Rows excerpted from a collection:

- - -

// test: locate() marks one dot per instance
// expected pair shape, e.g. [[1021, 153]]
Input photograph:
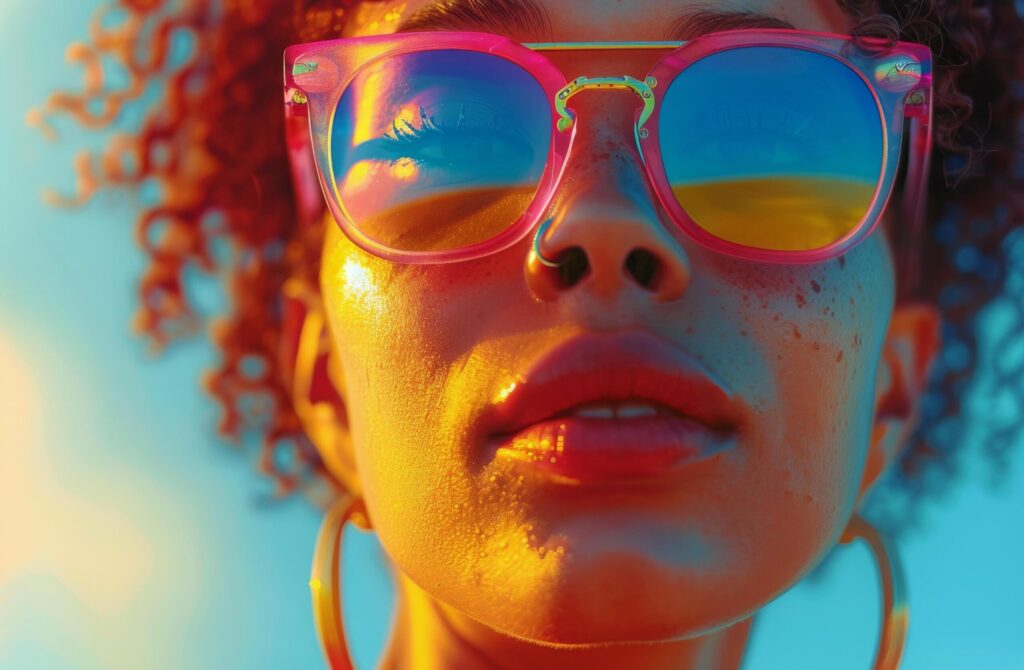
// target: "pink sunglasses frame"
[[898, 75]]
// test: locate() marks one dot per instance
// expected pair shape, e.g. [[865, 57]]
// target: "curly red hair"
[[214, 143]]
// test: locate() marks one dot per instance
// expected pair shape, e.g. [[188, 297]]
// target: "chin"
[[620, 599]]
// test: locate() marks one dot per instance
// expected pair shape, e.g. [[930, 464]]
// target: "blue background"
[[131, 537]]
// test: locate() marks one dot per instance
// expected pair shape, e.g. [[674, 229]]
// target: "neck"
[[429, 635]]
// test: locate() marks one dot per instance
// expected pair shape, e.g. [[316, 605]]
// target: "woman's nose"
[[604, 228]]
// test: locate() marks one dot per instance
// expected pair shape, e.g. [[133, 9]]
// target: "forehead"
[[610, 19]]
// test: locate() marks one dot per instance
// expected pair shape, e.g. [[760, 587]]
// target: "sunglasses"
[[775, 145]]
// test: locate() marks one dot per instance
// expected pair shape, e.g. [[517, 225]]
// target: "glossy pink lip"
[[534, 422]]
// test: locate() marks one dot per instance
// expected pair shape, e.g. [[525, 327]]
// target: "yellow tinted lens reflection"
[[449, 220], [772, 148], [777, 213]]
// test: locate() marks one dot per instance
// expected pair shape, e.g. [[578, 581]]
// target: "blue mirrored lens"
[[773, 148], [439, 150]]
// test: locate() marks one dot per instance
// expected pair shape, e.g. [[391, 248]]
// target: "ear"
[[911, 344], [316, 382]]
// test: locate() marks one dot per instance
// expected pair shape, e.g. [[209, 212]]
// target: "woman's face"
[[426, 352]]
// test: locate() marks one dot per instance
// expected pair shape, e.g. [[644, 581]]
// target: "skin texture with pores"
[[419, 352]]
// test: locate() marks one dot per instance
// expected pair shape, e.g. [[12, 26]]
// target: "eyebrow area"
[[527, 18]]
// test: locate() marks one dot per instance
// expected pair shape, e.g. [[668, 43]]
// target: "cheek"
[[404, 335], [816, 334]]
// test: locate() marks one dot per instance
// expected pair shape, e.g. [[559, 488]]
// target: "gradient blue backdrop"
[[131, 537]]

- - -

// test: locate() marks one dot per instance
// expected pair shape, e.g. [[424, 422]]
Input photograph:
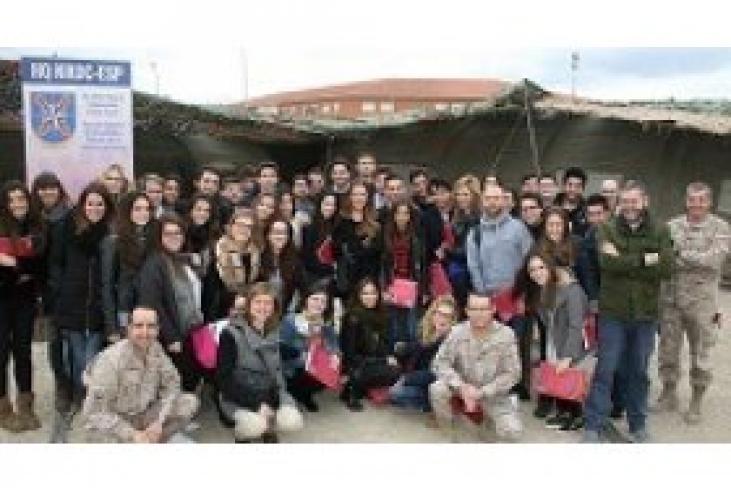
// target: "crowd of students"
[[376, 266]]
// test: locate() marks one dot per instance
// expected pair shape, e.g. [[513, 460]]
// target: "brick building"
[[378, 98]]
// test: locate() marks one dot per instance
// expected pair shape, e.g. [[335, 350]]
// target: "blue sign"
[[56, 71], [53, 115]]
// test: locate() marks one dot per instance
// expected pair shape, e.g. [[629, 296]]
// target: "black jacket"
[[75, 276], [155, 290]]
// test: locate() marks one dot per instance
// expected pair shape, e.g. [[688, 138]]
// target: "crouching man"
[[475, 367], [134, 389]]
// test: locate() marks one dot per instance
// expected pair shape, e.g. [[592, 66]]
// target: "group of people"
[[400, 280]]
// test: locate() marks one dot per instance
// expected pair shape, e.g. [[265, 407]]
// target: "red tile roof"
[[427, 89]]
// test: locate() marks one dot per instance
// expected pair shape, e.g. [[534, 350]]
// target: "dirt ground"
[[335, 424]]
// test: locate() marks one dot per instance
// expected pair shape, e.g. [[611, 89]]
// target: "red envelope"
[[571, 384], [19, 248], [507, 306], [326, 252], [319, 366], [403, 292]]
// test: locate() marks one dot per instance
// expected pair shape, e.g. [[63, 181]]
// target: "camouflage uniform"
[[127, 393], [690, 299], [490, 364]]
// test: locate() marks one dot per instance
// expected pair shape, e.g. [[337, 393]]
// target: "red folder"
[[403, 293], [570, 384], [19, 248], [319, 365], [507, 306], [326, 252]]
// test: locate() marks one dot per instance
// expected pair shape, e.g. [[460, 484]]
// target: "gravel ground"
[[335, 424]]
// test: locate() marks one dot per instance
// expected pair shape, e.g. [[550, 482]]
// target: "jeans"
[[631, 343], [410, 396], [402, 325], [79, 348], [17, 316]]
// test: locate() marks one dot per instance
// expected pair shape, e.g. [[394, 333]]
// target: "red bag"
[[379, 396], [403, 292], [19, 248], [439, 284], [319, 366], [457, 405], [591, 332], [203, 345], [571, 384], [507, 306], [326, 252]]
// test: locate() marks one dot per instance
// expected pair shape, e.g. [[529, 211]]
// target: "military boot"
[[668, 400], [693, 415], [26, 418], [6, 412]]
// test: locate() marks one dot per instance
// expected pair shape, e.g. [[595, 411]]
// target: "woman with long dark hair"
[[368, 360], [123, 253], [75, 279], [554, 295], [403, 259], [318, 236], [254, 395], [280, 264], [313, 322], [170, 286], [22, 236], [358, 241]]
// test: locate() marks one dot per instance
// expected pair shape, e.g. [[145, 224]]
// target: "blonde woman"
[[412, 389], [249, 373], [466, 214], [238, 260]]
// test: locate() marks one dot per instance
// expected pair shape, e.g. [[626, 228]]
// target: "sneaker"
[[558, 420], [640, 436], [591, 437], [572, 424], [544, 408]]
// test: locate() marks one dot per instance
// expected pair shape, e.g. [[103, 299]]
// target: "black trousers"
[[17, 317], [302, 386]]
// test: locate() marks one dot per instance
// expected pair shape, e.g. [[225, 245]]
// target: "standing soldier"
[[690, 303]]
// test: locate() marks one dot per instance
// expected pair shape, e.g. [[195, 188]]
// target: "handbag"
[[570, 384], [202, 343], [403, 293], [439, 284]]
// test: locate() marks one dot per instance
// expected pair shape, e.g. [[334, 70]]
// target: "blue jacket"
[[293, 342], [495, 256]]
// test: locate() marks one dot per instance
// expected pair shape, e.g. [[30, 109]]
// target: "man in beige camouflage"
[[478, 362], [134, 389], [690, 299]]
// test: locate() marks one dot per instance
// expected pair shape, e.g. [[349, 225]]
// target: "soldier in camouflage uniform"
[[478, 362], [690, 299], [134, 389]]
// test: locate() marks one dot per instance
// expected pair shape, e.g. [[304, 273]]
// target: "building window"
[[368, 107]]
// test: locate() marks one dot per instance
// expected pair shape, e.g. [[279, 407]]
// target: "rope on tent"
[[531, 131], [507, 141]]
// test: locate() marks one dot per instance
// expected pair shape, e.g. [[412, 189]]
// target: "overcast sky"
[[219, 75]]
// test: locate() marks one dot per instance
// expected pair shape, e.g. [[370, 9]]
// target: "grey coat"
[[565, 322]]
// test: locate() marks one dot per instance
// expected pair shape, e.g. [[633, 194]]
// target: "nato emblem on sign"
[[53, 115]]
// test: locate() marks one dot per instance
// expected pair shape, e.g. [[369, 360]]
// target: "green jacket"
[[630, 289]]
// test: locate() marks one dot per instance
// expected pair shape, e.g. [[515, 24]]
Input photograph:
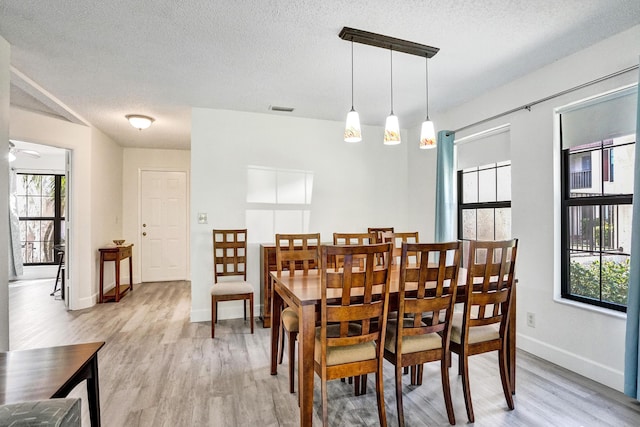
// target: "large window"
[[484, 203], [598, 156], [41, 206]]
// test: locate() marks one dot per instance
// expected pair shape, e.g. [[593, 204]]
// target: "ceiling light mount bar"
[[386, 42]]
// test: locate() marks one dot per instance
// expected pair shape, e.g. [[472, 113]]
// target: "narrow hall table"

- - -

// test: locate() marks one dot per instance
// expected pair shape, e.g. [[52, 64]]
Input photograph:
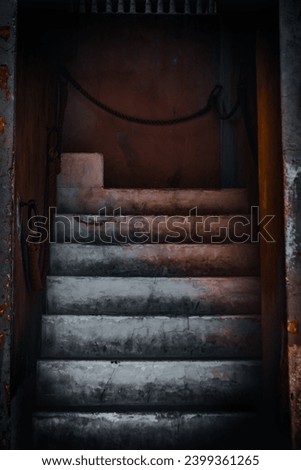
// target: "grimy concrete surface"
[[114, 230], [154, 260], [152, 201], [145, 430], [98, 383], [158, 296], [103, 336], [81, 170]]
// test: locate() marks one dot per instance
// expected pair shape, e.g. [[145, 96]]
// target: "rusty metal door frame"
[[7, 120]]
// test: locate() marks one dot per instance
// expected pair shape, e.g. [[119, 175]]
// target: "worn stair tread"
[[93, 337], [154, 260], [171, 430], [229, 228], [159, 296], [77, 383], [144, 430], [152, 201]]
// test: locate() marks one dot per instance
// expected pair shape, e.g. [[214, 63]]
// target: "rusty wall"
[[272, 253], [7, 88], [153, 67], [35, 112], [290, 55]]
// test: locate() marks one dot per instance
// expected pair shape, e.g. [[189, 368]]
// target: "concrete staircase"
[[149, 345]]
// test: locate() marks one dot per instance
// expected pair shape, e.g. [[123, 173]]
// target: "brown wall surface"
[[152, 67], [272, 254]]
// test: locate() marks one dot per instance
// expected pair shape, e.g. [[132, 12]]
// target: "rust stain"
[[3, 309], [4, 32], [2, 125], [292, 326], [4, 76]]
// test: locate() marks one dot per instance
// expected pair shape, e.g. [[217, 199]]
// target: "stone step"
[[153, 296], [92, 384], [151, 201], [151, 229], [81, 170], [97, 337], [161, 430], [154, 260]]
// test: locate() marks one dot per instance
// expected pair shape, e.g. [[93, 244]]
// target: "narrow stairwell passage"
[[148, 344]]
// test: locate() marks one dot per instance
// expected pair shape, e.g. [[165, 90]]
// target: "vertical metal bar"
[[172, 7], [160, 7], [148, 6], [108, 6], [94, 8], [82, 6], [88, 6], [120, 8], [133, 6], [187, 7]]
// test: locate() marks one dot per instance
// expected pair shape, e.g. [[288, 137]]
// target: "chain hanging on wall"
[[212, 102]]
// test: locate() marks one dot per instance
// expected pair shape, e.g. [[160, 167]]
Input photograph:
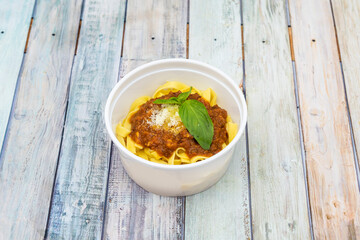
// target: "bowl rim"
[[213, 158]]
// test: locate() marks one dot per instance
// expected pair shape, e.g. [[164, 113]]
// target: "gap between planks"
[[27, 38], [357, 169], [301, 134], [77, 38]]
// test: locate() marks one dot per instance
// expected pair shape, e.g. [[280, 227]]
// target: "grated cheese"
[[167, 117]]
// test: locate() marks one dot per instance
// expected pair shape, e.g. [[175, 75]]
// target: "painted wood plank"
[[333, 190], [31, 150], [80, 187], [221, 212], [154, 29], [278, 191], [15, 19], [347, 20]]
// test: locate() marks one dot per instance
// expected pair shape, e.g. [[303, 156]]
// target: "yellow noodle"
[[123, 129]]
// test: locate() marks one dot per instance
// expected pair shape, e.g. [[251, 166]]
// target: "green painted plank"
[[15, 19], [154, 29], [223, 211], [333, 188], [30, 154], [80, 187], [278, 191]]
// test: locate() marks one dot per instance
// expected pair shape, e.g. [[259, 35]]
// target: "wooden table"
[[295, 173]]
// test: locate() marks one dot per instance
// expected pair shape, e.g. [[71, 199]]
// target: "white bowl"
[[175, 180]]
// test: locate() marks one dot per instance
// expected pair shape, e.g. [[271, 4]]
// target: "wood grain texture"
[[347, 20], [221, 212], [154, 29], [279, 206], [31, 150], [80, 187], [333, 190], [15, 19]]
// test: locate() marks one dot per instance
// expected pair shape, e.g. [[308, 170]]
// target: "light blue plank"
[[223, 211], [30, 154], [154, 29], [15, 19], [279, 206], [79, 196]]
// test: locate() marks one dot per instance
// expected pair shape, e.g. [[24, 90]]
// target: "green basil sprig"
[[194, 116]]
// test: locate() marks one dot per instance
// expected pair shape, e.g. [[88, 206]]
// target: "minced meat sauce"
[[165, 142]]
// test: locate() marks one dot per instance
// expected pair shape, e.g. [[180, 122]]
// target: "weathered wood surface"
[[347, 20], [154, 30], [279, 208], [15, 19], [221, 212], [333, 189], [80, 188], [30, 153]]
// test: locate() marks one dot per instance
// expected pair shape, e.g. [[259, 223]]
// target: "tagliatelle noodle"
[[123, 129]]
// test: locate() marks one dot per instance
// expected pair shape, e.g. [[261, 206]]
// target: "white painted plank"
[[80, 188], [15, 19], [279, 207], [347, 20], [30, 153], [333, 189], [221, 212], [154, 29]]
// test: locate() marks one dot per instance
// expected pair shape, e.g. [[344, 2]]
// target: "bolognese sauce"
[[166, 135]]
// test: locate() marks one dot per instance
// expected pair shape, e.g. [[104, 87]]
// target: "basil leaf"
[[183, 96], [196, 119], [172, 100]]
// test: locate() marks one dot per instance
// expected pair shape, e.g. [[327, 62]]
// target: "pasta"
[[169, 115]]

- - -

■ WHAT THIS TASK INVOLVES:
Count how many lines in the rows above contain the string "white". Reply with the number alone.

■ FINAL RESULT:
2